Short task 1. Write out the party account between "Then the German" and "the girls says.", inclusive, swapping "kitchen" for "backyard".
Short task 2. According to the party account, which events did the German woman compete in?

Page text.
= = = = = = =

We started discussing the dynamics near the front entrance. By this time I was on beer number four or five and sipping on a Bacardi ginger ale. Needless to say, talking about the concepts behind multiple planes and matching edges were lost on me. The music changed, and I started dancing with Ash.
At some point, I start a conversation with the tallest women at the party. One looks Scandinavian, and one looks German. I mention this to them.
“Hah! One laughs. I’m Swedish.” She says. “I’m German.” The other replies.
We talk for a few minutes about their amazing athletic abilities. (The swede did decathalon, long jump, high jump, 200M ,800M and deep sea shark hunting). The German did shotput, discus and javelin. (I guessed discus correctly).
Then the German speaks about one year of celibacy, and its implications as it relates to meeting people for “who they are.” I smile as she says this. “I wanted to know how it felt you know? To just not experience that for a year.”
I laugh, and say.”Most people know that feels for a good ten, fifteen years. I think they are too aware of celibacy.”
“Ten? Try twenty!” The Swede says with a laugh.
Ash is now in blue mode, and is dancing amongst friends, laughing and taking pictures. I wear the wig for a few minutes.
I go to the kitchen, and talk to two girls wearing black trucker hats. “What do your hats say?” I ask, squinting to read the writing on them. “Hah! You though it was Japanese didn’t you?” one of the girls says.
In fact, I didn’t think that, because I can read some Japanese. I was thinking it was some kind of Arabic language (and in my defense, the girls both had that “dark-ish” look. Long black hair, sharp dark brown eyes. Which means they could have Persian ancestry or just be from Manhattan.)

= = = = = = =

Excerpted data.
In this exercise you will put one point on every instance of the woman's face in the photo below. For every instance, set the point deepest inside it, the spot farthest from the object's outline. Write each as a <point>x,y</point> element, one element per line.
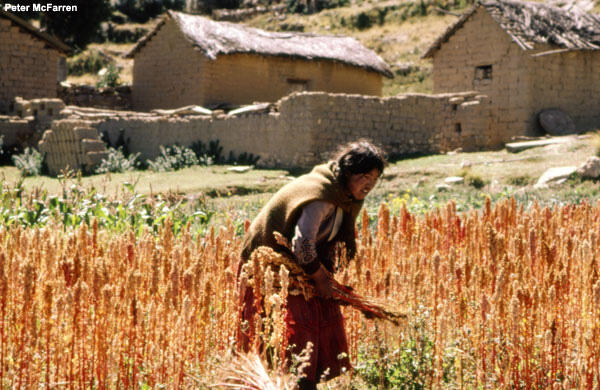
<point>360,184</point>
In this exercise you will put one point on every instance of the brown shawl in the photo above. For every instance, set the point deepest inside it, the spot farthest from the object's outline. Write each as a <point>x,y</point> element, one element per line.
<point>283,210</point>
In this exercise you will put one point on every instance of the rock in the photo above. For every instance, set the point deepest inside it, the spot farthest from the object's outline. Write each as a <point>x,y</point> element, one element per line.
<point>590,169</point>
<point>240,169</point>
<point>466,164</point>
<point>454,152</point>
<point>554,175</point>
<point>556,122</point>
<point>454,180</point>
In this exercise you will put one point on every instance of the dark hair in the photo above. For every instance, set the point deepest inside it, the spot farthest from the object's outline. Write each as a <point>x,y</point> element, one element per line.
<point>358,157</point>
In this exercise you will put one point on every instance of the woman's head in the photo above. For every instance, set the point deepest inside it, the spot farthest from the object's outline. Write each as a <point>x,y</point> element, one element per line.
<point>359,165</point>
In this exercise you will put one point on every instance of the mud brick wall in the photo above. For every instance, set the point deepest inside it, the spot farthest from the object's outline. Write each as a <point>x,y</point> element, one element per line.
<point>569,81</point>
<point>310,125</point>
<point>28,67</point>
<point>522,82</point>
<point>118,98</point>
<point>169,73</point>
<point>14,131</point>
<point>73,144</point>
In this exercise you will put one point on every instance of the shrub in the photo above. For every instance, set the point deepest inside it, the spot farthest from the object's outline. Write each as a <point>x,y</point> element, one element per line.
<point>243,159</point>
<point>208,154</point>
<point>596,143</point>
<point>89,61</point>
<point>172,158</point>
<point>408,367</point>
<point>142,10</point>
<point>520,181</point>
<point>118,161</point>
<point>29,162</point>
<point>296,6</point>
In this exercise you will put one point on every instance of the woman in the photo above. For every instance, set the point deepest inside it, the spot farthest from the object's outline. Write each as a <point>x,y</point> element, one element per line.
<point>316,212</point>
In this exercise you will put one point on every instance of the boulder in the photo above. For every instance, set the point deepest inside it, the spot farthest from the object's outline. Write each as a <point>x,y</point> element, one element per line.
<point>454,180</point>
<point>556,122</point>
<point>554,175</point>
<point>590,169</point>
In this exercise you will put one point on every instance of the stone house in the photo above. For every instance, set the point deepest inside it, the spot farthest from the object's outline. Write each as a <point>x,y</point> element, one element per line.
<point>31,61</point>
<point>525,57</point>
<point>189,59</point>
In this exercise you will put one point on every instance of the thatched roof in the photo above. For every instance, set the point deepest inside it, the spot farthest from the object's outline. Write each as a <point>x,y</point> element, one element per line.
<point>530,23</point>
<point>48,39</point>
<point>221,38</point>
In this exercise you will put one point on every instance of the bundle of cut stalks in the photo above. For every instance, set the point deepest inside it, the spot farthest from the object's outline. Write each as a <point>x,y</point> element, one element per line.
<point>247,372</point>
<point>371,308</point>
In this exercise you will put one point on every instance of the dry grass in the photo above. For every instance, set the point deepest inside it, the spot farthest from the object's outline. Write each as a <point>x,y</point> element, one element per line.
<point>216,181</point>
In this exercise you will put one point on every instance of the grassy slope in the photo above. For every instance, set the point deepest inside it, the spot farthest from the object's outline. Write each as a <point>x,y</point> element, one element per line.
<point>413,181</point>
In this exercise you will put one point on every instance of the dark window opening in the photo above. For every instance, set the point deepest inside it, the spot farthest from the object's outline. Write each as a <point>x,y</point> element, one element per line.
<point>298,85</point>
<point>483,72</point>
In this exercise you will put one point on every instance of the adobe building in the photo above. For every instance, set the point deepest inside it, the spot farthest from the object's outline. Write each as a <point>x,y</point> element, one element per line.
<point>189,59</point>
<point>31,62</point>
<point>525,57</point>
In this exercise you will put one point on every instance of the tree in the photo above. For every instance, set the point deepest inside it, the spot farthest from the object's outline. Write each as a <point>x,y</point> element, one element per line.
<point>76,28</point>
<point>142,10</point>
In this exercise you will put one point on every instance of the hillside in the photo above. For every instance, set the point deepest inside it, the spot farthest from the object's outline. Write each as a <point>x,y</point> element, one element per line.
<point>398,31</point>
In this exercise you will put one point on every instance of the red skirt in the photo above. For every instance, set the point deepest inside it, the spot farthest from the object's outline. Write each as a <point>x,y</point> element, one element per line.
<point>317,320</point>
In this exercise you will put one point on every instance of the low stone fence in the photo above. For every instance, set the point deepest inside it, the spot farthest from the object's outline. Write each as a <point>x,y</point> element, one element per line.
<point>298,131</point>
<point>118,98</point>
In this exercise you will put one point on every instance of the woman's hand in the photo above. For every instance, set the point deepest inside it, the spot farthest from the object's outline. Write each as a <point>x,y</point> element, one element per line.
<point>322,282</point>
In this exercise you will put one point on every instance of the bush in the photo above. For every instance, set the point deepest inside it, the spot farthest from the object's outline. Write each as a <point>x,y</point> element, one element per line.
<point>211,152</point>
<point>521,181</point>
<point>596,143</point>
<point>142,10</point>
<point>174,157</point>
<point>118,161</point>
<point>109,77</point>
<point>78,28</point>
<point>296,6</point>
<point>243,159</point>
<point>89,61</point>
<point>407,367</point>
<point>29,162</point>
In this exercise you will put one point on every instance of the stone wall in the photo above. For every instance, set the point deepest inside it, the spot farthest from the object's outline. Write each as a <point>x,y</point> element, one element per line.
<point>27,121</point>
<point>569,81</point>
<point>168,73</point>
<point>28,68</point>
<point>246,78</point>
<point>481,43</point>
<point>72,144</point>
<point>521,82</point>
<point>310,125</point>
<point>118,98</point>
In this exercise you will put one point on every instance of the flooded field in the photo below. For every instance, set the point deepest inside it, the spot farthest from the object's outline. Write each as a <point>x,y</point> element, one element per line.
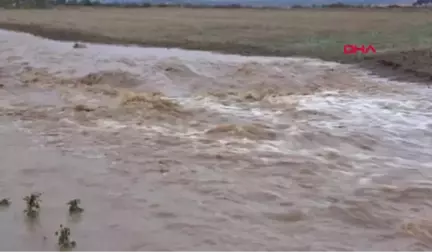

= = = = = = =

Final result 1.
Then the German speaks about one year of celibacy, and its implications as it relates to meeting people for “who they are.” I smile as she says this. “I wanted to know how it felt you know? To just not experience that for a year.”
I laugh, and say.”Most people know that feels for a good ten, fifteen years. I think they are too aware of celibacy.”
“Ten? Try twenty!” The Swede says with a laugh.
Ash is now in blue mode, and is dancing amongst friends, laughing and taking pictures. I wear the wig for a few minutes.
I go to the backyard, and talk to two girls wearing black trucker hats. “What do your hats say?” I ask, squinting to read the writing on them. “Hah! You though it was Japanese didn’t you?” one of the girls says.

Final result 2. Shotput, discus and javelin.